━━━ Information

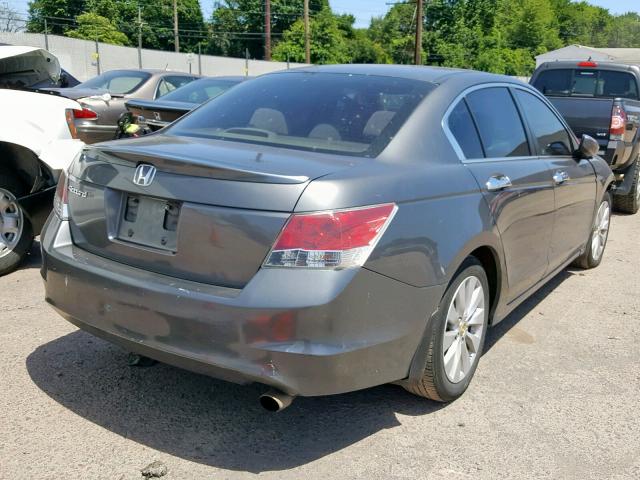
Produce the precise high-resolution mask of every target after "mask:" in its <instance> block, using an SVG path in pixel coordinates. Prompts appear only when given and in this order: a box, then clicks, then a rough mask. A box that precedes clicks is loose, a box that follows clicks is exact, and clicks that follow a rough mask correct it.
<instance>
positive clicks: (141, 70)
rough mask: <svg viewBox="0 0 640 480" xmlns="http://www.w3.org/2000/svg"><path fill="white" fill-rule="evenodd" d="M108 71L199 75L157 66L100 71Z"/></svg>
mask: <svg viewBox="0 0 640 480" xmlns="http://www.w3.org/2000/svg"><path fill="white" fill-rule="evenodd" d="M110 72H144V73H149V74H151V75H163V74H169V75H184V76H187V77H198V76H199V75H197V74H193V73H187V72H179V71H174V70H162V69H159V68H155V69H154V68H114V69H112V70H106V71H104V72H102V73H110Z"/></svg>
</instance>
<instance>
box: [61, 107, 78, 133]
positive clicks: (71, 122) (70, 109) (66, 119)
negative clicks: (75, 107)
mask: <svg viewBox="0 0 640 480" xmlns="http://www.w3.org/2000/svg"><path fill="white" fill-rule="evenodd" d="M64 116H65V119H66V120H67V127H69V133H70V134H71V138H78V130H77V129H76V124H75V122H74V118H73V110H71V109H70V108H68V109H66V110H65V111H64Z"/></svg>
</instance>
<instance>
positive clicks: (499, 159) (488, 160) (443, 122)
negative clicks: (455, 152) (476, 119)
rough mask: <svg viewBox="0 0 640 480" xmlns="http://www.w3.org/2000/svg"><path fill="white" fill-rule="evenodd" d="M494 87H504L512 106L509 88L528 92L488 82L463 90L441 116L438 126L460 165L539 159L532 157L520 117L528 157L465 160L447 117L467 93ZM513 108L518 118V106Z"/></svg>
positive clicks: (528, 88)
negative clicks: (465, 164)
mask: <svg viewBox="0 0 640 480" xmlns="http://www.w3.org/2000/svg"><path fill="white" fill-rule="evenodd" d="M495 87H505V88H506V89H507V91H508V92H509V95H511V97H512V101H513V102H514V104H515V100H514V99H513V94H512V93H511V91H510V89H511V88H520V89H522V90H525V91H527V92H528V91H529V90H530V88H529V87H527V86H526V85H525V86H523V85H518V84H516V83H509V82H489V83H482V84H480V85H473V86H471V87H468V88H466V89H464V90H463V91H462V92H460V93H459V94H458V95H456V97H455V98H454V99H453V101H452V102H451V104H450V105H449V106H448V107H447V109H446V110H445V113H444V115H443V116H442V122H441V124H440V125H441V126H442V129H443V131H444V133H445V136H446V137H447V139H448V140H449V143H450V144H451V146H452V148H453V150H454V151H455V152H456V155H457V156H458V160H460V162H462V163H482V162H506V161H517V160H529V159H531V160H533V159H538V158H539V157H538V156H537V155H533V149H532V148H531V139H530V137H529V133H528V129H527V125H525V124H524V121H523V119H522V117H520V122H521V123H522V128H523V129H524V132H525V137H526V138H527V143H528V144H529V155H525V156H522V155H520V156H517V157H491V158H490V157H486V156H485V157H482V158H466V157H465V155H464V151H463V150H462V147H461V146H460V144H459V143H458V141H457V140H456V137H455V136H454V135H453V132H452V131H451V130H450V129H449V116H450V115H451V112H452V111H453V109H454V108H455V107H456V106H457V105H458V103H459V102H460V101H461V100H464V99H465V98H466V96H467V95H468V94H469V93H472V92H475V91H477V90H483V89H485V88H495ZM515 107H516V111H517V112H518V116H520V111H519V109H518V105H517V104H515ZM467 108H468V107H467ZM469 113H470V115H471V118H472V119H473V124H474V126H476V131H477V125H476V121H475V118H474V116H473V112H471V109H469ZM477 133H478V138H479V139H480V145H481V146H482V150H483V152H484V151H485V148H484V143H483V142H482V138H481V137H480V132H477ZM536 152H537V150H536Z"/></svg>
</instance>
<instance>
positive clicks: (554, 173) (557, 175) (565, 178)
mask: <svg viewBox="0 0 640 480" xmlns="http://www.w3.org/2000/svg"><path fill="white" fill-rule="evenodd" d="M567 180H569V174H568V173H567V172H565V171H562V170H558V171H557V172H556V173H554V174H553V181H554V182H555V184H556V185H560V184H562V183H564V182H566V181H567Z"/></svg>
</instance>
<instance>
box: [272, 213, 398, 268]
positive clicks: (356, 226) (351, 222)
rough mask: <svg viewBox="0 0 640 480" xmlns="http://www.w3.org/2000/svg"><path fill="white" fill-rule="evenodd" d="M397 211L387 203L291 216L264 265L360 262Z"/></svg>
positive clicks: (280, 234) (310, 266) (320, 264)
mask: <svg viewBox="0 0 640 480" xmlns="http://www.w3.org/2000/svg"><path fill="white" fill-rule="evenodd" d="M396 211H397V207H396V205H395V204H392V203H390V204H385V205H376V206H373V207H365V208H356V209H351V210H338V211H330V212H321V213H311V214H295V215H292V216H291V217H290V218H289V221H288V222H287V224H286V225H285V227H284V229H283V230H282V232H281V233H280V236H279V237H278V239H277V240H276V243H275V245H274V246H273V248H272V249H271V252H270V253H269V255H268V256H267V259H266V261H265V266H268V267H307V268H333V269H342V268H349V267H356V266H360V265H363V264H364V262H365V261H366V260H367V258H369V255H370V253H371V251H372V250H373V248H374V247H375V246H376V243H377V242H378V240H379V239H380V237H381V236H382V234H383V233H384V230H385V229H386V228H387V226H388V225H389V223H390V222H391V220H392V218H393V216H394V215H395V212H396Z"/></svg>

━━━━━━

* _What the task requires_: The preceding entries should be duplicated word for word; no picture belongs in the copy.

* _Exercise solution_:
Produce the precise high-resolution mask of every target after "mask:" in its <instance> block, using an SVG path in pixel coordinates. Prompts appear only when given and in this order: a box, then clicks, then a rough mask. A box that precedes clicks is loose, a box that follows clicks is exact, and clicks that follow a rough mask correct it.
<instance>
positive clicks: (141, 70)
rough mask: <svg viewBox="0 0 640 480" xmlns="http://www.w3.org/2000/svg"><path fill="white" fill-rule="evenodd" d="M108 71L199 75L157 66L100 71Z"/></svg>
mask: <svg viewBox="0 0 640 480" xmlns="http://www.w3.org/2000/svg"><path fill="white" fill-rule="evenodd" d="M110 72H144V73H149V74H151V75H163V74H169V75H184V76H187V77H198V76H199V75H197V74H193V73H187V72H179V71H174V70H162V69H159V68H155V69H154V68H114V69H112V70H106V71H104V72H102V73H110Z"/></svg>
</instance>
<instance>
box: [61, 107, 78, 133]
positive clicks: (71, 122) (70, 109) (66, 119)
negative clicks: (75, 107)
mask: <svg viewBox="0 0 640 480" xmlns="http://www.w3.org/2000/svg"><path fill="white" fill-rule="evenodd" d="M64 116H65V119H66V120H67V127H69V133H70V134H71V138H78V130H77V129H76V124H75V122H74V118H73V110H71V109H70V108H68V109H66V110H65V111H64Z"/></svg>
</instance>
<instance>
positive clicks: (499, 159) (488, 160) (443, 122)
negative clicks: (455, 152) (476, 119)
rough mask: <svg viewBox="0 0 640 480" xmlns="http://www.w3.org/2000/svg"><path fill="white" fill-rule="evenodd" d="M494 87H504L512 106L509 88L528 92L488 82L463 90L441 116L438 126L460 165L539 159L532 157L520 117L528 157L465 160L447 117L467 93ZM513 108L518 118V106Z"/></svg>
positive clicks: (528, 88)
negative clicks: (465, 164)
mask: <svg viewBox="0 0 640 480" xmlns="http://www.w3.org/2000/svg"><path fill="white" fill-rule="evenodd" d="M495 87H505V88H506V89H507V91H508V92H509V95H511V97H512V101H513V102H514V104H515V100H514V99H513V94H512V93H511V91H510V89H511V88H520V89H522V90H525V91H527V92H528V91H529V90H530V88H529V87H527V86H526V85H525V86H523V85H518V84H516V83H509V82H489V83H482V84H480V85H473V86H471V87H468V88H466V89H464V90H463V91H462V92H460V93H459V94H458V95H456V97H455V98H454V99H453V101H452V102H451V104H450V105H449V106H448V107H447V109H446V110H445V113H444V115H443V116H442V122H441V124H440V125H441V126H442V129H443V131H444V133H445V136H446V137H447V139H448V140H449V143H450V144H451V146H452V148H453V150H454V151H455V152H456V155H457V156H458V160H460V162H462V163H482V162H506V161H517V160H529V159H531V160H533V159H538V158H539V157H538V156H537V155H533V149H532V148H531V139H530V137H529V133H528V129H527V125H525V124H524V121H523V119H522V117H520V122H521V123H522V128H523V129H524V132H525V137H526V138H527V143H528V144H529V155H525V156H522V155H520V156H517V157H491V158H490V157H486V156H485V157H482V158H466V157H465V155H464V151H463V150H462V147H461V146H460V144H459V143H458V141H457V140H456V137H455V136H454V135H453V132H452V131H451V130H450V129H449V116H450V115H451V112H452V111H453V109H454V108H455V107H456V106H457V105H458V103H459V102H460V101H461V100H464V99H465V98H466V96H467V95H468V94H469V93H472V92H475V91H477V90H483V89H485V88H495ZM515 107H516V111H517V112H518V116H520V111H519V109H518V105H517V104H515ZM467 108H468V107H467ZM469 113H470V115H471V118H472V119H473V124H474V126H476V131H477V125H476V121H475V118H474V116H473V112H471V109H469ZM477 133H478V138H479V139H480V145H481V146H482V150H483V152H484V151H485V148H484V143H483V142H482V138H481V137H480V132H477ZM536 152H537V150H536Z"/></svg>
</instance>
<instance>
positive clicks: (554, 173) (557, 175) (565, 178)
mask: <svg viewBox="0 0 640 480" xmlns="http://www.w3.org/2000/svg"><path fill="white" fill-rule="evenodd" d="M567 180H569V174H568V173H567V172H565V171H562V170H558V171H557V172H556V173H554V174H553V181H554V182H555V184H556V185H560V184H562V183H564V182H566V181H567Z"/></svg>
</instance>
<instance>
box: [272, 213, 398, 268]
positive clicks: (356, 226) (351, 222)
rough mask: <svg viewBox="0 0 640 480" xmlns="http://www.w3.org/2000/svg"><path fill="white" fill-rule="evenodd" d="M397 211L387 203L291 216L264 265L360 262Z"/></svg>
positive clicks: (280, 234) (310, 266) (320, 264)
mask: <svg viewBox="0 0 640 480" xmlns="http://www.w3.org/2000/svg"><path fill="white" fill-rule="evenodd" d="M396 211H397V207H396V205H395V204H392V203H390V204H385V205H376V206H373V207H365V208H356V209H351V210H338V211H330V212H321V213H311V214H295V215H292V216H291V217H290V218H289V221H288V222H287V224H286V225H285V227H284V229H283V230H282V232H281V233H280V236H279V237H278V239H277V240H276V243H275V245H274V246H273V248H272V249H271V252H270V253H269V255H268V256H267V259H266V261H265V266H268V267H307V268H333V269H342V268H349V267H356V266H360V265H363V264H364V262H365V261H366V260H367V258H369V255H370V253H371V251H372V250H373V248H374V247H375V246H376V243H377V242H378V240H379V239H380V237H381V236H382V234H383V233H384V230H385V229H386V228H387V226H388V225H389V223H390V222H391V220H392V218H393V216H394V215H395V212H396Z"/></svg>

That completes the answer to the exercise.